Text block:

Hi Michael,
this reply contains more information that what you really need,
but it gives an overview on all the different ways you can control
the particle selection. Part of it is already in the documentation
found in the website.
SELECTION CRITERIA
You can select subset of particles according to several criteria.
For each criterion you need to add new lines or modify existing
lines in the master/continue file, which specify the value of the
corresponding parameters. You can add them anywhere, but for
visual convenience, it is advised to do it in the section that
starts as
# Particle selection criteria involving scores or CCs
Global search (based on the program PPFT) and refinement (based on
PO2R) procedures are controlled by separate parameters. These two
procedures correspond to 'auto mode search' and 'auto mode
refine', respectively. To remark that in each master/continue file
you can specify only one selection criteria for global search and
one for refinement.
For PFFT, the criteria to choose from are:
pft_cc_fraction
prj_cc_fraction
cmp_cc_fraction
pft_cc_nstd
prj_cc_nstd
cmp_cc_nstd
However, by default PPFT only write the pft score, so in this case
you can only set either pft_cc_fraction or pft_cc_nstd.
For PO2r you can choose between
score_fraction
score_nstd
In the case of refinement (but this extends easily to the global
search), if you want to select particles by fraction, the
parameter is
score_fraction: fraction of images to accept on the basis of the
score generated by program PO2R, if given a value less than 1,
otherwise it refers to the actual number of best particles to use.
For example,
auto score_fraction 0.8
will select the best 80% of particles, while
auto score_fraction 1056
will select the best 1056 particles.
If you want to select particles by standard deviations with
respect to the average score, the parameter is
score_nstd: number of standard deviations to add to the average
score when setting cutoff. Negative values are less restrictive,
positive values are more restrictive.
For example,
auto score_nstd 2
will select all the particles whose score is better than average
plus two times the standard deviation. In your specific case, you
would set this parameter to 0 to select all the particles whose
score is above the average.
In addition to it, you can control if applying the threshold to
each stack separately with the parameter global_select, already
present in the continue file.
global_select: if set to a non-zero value, then selection criteria
are applied globally across particle parameter files. Otherwise,
selection criteria are applied on a per stack basis.
TESTING MULTIPLE THRESHOLDS DURING THE ITERATIVE ALIGNMENT
In addition to setting just one threshold, you can try different
thresholds, but only within one selection criterion, in order to
see which one gives the reconstruction with the higher resolution.

Given task: Return everything in the reply on particle selection from "global_select: if set" down to "the higher resolution.", copied word for word. The records that follow the reply are separate material.

(Object-pointing dataset rows)
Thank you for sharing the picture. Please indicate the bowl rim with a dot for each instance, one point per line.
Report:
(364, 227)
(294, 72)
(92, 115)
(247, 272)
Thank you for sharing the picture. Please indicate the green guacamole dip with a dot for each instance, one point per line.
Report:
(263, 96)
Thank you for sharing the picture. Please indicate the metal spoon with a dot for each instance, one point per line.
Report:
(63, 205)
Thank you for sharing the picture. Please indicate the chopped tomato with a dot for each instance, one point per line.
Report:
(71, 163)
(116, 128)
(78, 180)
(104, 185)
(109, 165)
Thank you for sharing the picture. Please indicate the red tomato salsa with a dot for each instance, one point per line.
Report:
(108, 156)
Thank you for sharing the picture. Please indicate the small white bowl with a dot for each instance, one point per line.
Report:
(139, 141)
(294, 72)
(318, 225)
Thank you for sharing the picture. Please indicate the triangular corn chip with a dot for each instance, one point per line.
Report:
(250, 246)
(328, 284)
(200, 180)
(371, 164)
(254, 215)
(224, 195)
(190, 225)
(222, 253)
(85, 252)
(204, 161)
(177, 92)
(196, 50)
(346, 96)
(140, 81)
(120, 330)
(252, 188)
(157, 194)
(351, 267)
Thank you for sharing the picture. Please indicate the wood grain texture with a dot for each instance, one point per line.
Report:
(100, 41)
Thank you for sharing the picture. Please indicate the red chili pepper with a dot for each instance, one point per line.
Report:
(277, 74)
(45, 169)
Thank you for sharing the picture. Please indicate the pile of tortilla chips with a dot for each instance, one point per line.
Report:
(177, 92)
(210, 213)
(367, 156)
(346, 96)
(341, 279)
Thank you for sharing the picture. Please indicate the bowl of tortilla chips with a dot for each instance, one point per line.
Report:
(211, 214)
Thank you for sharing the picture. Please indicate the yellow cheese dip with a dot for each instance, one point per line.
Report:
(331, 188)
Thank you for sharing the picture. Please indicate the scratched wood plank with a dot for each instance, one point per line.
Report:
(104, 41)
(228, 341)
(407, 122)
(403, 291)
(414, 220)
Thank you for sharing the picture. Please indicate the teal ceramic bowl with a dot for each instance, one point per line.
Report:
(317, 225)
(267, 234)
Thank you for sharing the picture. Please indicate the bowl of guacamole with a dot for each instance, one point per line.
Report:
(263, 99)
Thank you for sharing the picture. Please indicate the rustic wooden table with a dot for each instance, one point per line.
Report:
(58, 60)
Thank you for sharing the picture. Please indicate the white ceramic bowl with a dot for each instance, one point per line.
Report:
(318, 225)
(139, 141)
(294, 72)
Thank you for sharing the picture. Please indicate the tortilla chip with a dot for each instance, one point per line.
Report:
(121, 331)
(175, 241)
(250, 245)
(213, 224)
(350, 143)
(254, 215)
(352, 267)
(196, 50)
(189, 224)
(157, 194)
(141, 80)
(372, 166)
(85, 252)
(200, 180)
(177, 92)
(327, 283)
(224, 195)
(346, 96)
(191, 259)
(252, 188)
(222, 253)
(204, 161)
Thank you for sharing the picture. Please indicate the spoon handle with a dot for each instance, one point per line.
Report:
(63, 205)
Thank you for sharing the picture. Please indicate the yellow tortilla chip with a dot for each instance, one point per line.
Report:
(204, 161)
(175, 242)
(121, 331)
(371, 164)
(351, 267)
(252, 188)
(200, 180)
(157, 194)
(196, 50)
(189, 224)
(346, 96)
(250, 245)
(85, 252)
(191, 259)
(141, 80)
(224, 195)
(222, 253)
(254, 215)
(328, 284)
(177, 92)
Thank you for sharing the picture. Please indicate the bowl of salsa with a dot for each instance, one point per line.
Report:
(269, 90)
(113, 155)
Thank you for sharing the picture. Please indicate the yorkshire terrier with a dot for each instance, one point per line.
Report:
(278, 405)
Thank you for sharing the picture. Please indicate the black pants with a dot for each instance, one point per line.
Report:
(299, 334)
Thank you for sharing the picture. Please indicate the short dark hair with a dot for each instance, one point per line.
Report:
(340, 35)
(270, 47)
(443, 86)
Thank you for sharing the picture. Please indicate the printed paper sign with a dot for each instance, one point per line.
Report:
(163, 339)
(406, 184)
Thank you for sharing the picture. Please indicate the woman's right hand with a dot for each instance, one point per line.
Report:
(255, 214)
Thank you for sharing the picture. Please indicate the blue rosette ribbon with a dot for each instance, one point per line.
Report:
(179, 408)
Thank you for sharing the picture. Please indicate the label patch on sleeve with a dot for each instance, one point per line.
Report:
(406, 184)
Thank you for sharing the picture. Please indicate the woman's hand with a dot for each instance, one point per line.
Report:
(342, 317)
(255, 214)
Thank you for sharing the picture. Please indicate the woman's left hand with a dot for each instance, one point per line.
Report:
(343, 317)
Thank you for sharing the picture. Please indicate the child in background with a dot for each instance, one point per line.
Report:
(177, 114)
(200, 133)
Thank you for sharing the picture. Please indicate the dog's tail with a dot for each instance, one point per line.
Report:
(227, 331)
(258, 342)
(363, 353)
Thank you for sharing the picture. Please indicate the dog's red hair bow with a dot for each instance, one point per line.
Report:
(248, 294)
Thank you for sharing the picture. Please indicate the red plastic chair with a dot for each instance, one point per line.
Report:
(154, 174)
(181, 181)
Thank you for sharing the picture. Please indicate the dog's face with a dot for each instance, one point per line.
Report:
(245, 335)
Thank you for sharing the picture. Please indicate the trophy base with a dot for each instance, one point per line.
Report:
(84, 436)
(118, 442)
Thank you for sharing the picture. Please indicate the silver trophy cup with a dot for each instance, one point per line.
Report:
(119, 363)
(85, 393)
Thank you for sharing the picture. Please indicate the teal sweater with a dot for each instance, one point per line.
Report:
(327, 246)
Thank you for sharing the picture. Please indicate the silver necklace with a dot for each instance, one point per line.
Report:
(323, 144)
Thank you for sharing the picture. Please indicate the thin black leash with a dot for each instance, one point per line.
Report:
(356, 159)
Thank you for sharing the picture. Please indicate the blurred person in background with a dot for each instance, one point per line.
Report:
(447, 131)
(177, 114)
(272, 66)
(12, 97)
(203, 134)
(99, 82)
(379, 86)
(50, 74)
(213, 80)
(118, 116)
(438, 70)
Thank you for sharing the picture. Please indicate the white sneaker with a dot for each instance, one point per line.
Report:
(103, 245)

Reply:
global_select: if set to a non-zero value, then selection criteria
are applied globally across particle parameter files. Otherwise,
selection criteria are applied on a per stack basis.
TESTING MULTIPLE THRESHOLDS DURING THE ITERATIVE ALIGNMENT
In addition to setting just one threshold, you can try different
thresholds, but only within one selection criterion, in order to
see which one gives the reconstruction with the higher resolution.